Return all of the data below word for word, leaving out the pictures.

===== Items =====

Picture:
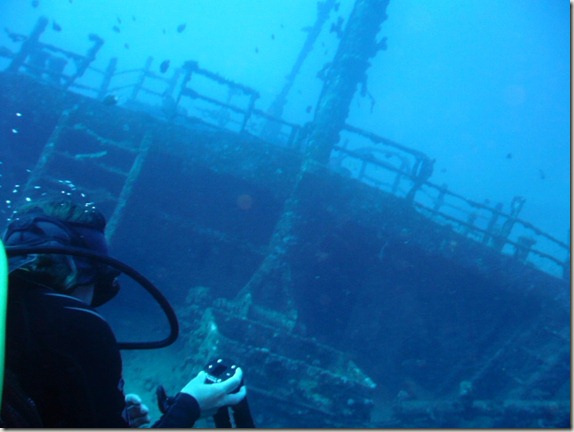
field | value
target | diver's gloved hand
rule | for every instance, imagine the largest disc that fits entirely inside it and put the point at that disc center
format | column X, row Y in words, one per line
column 136, row 413
column 163, row 400
column 210, row 397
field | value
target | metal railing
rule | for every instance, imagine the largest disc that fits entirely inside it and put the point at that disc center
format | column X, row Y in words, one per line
column 192, row 95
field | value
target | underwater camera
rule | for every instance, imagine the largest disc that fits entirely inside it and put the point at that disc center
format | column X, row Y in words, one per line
column 239, row 415
column 218, row 370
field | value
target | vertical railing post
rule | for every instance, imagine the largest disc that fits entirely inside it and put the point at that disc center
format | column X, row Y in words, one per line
column 141, row 80
column 108, row 75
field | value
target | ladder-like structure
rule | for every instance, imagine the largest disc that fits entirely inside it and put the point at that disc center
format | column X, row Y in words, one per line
column 80, row 161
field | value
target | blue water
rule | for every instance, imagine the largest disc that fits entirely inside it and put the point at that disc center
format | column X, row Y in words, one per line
column 480, row 86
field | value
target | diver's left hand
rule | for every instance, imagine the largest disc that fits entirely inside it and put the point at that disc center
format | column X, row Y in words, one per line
column 136, row 413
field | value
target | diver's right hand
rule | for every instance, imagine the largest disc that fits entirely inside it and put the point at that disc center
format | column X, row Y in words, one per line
column 210, row 397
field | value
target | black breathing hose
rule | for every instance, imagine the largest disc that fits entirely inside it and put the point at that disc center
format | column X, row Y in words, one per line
column 124, row 268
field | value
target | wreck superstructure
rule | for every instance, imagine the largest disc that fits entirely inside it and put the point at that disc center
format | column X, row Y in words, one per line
column 326, row 269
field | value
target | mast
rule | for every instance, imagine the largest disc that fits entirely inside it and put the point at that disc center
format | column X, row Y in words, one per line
column 268, row 294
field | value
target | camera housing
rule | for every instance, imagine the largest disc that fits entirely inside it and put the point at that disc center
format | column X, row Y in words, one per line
column 219, row 370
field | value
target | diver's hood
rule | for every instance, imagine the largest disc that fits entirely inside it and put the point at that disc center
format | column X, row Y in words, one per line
column 41, row 231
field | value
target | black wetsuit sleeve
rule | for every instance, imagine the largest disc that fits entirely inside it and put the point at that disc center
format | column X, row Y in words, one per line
column 183, row 413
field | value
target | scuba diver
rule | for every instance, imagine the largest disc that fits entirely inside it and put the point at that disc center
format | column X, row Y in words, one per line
column 62, row 357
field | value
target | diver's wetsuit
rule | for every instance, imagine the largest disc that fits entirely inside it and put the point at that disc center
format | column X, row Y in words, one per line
column 66, row 359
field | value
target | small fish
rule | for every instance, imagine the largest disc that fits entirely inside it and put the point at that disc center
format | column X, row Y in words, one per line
column 110, row 100
column 164, row 66
column 91, row 155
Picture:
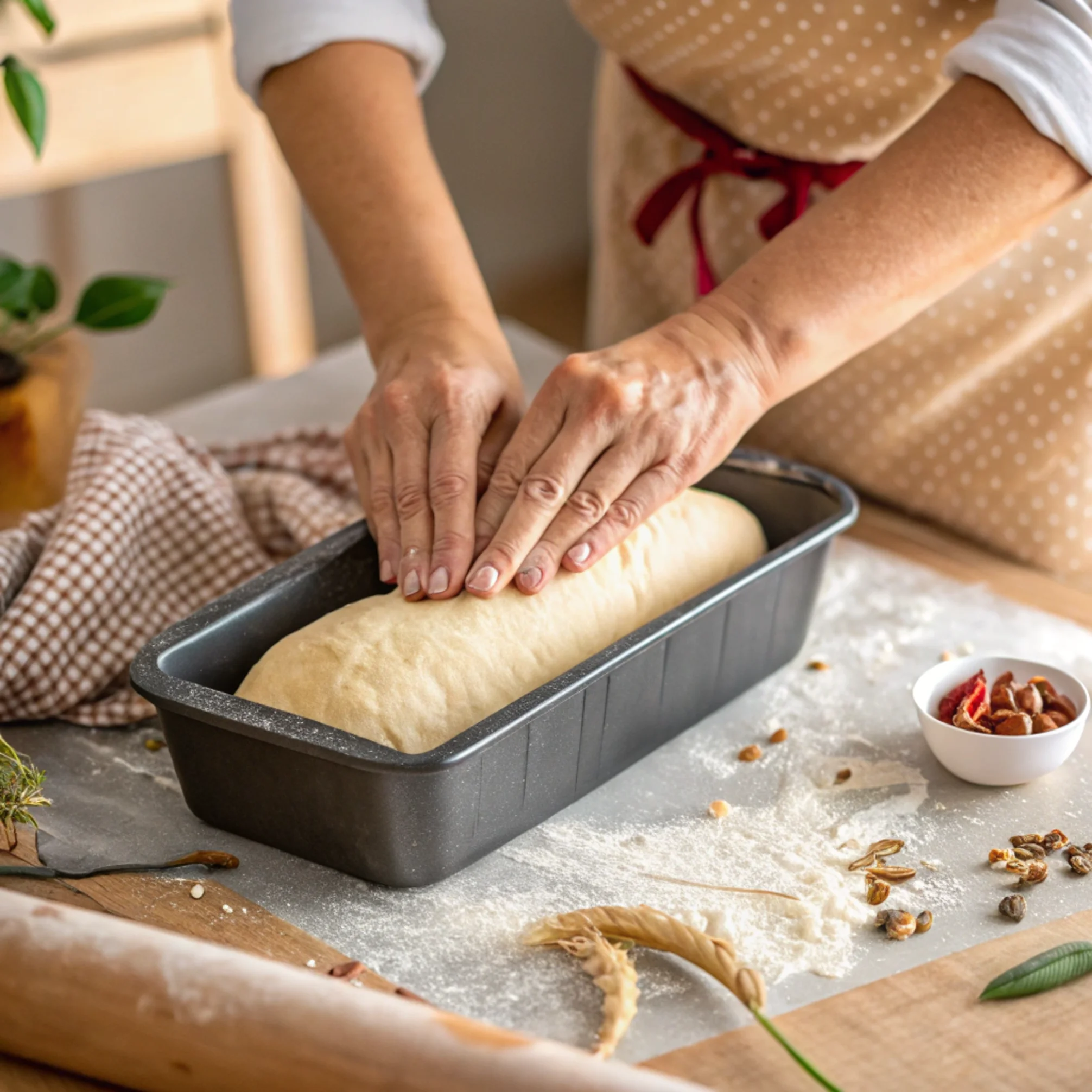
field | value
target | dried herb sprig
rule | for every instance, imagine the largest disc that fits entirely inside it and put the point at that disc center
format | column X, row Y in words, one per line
column 613, row 972
column 652, row 929
column 1050, row 969
column 21, row 783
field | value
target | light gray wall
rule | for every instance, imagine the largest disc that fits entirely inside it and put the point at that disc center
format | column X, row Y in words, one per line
column 509, row 118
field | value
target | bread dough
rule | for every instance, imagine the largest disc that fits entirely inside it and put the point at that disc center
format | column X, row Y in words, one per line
column 413, row 675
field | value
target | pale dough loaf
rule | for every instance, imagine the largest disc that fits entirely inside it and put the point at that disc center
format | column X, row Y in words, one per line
column 413, row 675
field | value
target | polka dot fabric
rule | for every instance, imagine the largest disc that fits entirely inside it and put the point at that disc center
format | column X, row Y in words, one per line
column 151, row 528
column 976, row 414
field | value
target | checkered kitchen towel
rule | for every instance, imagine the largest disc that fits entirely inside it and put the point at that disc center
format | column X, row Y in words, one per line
column 152, row 526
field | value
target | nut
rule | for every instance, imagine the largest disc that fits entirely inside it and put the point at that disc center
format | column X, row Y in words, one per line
column 1054, row 841
column 878, row 890
column 900, row 924
column 1043, row 722
column 893, row 874
column 1038, row 871
column 1018, row 724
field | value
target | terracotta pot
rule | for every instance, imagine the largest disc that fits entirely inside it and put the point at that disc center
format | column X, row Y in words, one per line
column 39, row 420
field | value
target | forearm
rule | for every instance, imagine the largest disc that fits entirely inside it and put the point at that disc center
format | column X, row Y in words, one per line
column 351, row 127
column 942, row 202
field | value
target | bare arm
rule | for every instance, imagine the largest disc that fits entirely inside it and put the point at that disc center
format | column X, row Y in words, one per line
column 615, row 434
column 447, row 396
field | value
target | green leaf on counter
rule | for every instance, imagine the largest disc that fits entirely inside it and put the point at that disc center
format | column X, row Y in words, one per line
column 115, row 303
column 28, row 100
column 1045, row 971
column 41, row 15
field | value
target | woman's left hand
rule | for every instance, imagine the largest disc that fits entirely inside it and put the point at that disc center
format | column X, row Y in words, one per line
column 611, row 437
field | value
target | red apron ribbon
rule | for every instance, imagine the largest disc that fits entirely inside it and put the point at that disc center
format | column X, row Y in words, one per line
column 725, row 155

=====

Solved problem –
Picture:
field | value
target | diver's gloved hand
rule | for every instance, imagine the largest disc that fits entirely inside it and put the point at that disc center
format | column X, row Y in words, one per line
column 136, row 413
column 163, row 400
column 210, row 397
field | value
target | metal railing
rule | for every instance, imagine the largest disc that fits entirely inside it and put the point at that disc center
format | column X, row Y in words, one per line
column 192, row 95
field | value
target | underwater camera
rule | for every instance, imagine the largest disc that fits entirely inside it and put the point at that disc center
format | column X, row Y in words, one per line
column 239, row 415
column 218, row 370
field | value
target | vertical railing post
rule | for every instance, imagine the largest disc that fits entirely inside it and put the point at that disc center
format | column X, row Y in words, one per line
column 141, row 80
column 108, row 75
field | value
target | ladder-like structure
rule | for every instance, imagine the largest disc that fits entirely inside it and put the point at that disc center
format | column X, row Y in words, one per line
column 80, row 161
field | value
target | blue water
rule | for every instance, imagine the largest disc that fits entirely inside it and put the point at that disc center
format | column X, row Y in words, one per line
column 480, row 86
field | value
target | diver's left hand
rule | for every instance, imagine the largest disc that fits entirely inside it and put the point at that disc center
format | column X, row Y in words, one per line
column 136, row 413
field | value
target | diver's right hand
rule | for every instance, imagine the largest disc that fits entirely inside it and put the point at that disc center
format | column X, row Y in words, one per line
column 210, row 397
field | value
target | black breathing hose
rule | for every instance, imagine the largest disc that fits entirely inside it and put the point at that disc center
format | column X, row Y in words, one per line
column 124, row 268
field | value
target | wreck superstructure
rule | for every instance, imagine the largest disc that fits entirely inside it and put the point at that disc center
format | column X, row Y in words, one per line
column 326, row 269
field | value
target | mast
rule | for every instance, imagine the largest disc that fits entirely inside it and put the point at that disc center
format | column X, row Y in words, one per line
column 268, row 294
field | value
target | camera housing
rule | for every instance, imagine the largest disc that fits entirely inside it and put the point at that disc center
format | column X, row Y in words, one per line
column 219, row 370
field | value
target | diver's hood
rule | for every instance, imagine the largest disc that fits entirely inside it and put the point at that disc center
format | column X, row Y in words, one per line
column 41, row 231
field | value
target | black wetsuit sleeve
rule | for every instance, imagine the largest disc that fits entirely inside it and put the point at that disc center
format | column X, row Y in words, one per line
column 183, row 413
field | value
target | scuba diver
rule | for every instance, imagine the largest disc that fits entirely inside it and put the point at that disc center
format | column X, row Y in words, one per line
column 62, row 357
field | value
target | diver's wetsuit
rule | for every instance, imagine the largest disc that fits entirely inside it and put the point at that disc center
format | column X, row Y in words, one per line
column 66, row 359
field | value
target | small fish
rule | for every instance, imagine the largest disc that fits entirely inside it and put the point at that disc center
format | column X, row Y in words, one per line
column 110, row 100
column 164, row 66
column 91, row 155
Picture:
field | value
target | dried herb sprig
rule | for every instance, imagine the largest disc that fits entirely inside it and put the point at that disc center
format | column X, row Y in words, one per line
column 613, row 972
column 652, row 929
column 1050, row 969
column 21, row 783
field | value
target | light gray wall
rule | for every instance, imagine the largest disc that fits entirely inside it and put the point at that disc center
format | column X, row Y in words, one per line
column 509, row 118
field | value
target | bread dough
rule | for every instance, imagine the largest disc that fits entirely inside it and put the point at that disc center
format | column X, row Y in words, one per line
column 413, row 675
field | value
target | pale dough loaf
rule | for every instance, imagine the largest disc that fits entirely inside it and put the point at that disc center
format | column X, row Y in words, one per line
column 413, row 675
field | value
target | polka dot fabric
rule | for every instance, imagine the largest disc that fits entirely inside it and put the point at that disc center
format | column X, row Y in words, one per line
column 151, row 528
column 976, row 414
field | value
target | checkered kitchen towel
rule | for every instance, imagine the largest disc that fits entirely inside it and put the point at that disc center
format | column X, row Y in words, one per line
column 152, row 526
field | value
target | nut
rule | for every instance, imagine the largest disc that fits entirely inside it and put the point at that disc center
format | column X, row Y in words, one per line
column 1054, row 841
column 878, row 890
column 900, row 924
column 1043, row 722
column 893, row 874
column 1038, row 871
column 1018, row 724
field | value
target | terracotta pot
rule | for every instance, imagine the largest disc that fits entirely inside it and put the point at that disc center
format | column X, row Y in words, one per line
column 39, row 420
field | value
target | forearm
rule | for every instance, imagine the largest disc that fits entirely inside it and put the point at that disc center
format | column X, row Y in words, one per line
column 351, row 127
column 942, row 202
field | value
target | bare arm
rule | for every instance, imagine the largest disc that fits entirely inside it and put the point at that disc center
format | column X, row Y in words, one per line
column 615, row 434
column 447, row 396
field | value
target | green leaf on counter
rule | for every instance, imagine the largest disc that fits entirely inside it and put the point at that disc center
format | column X, row Y in words, one per line
column 115, row 303
column 28, row 100
column 1045, row 971
column 41, row 15
field | value
target | woman's left hand
rule | for every instance, imagine the largest disc that fits entirely inside it and put the point at that disc center
format | column X, row Y in words, one per line
column 611, row 437
field | value
target | red apron ribbon
rule | for every instance, imagine the largest disc that fits entirely inside it and put the point at that disc center
format | column X, row Y in words, one per line
column 725, row 155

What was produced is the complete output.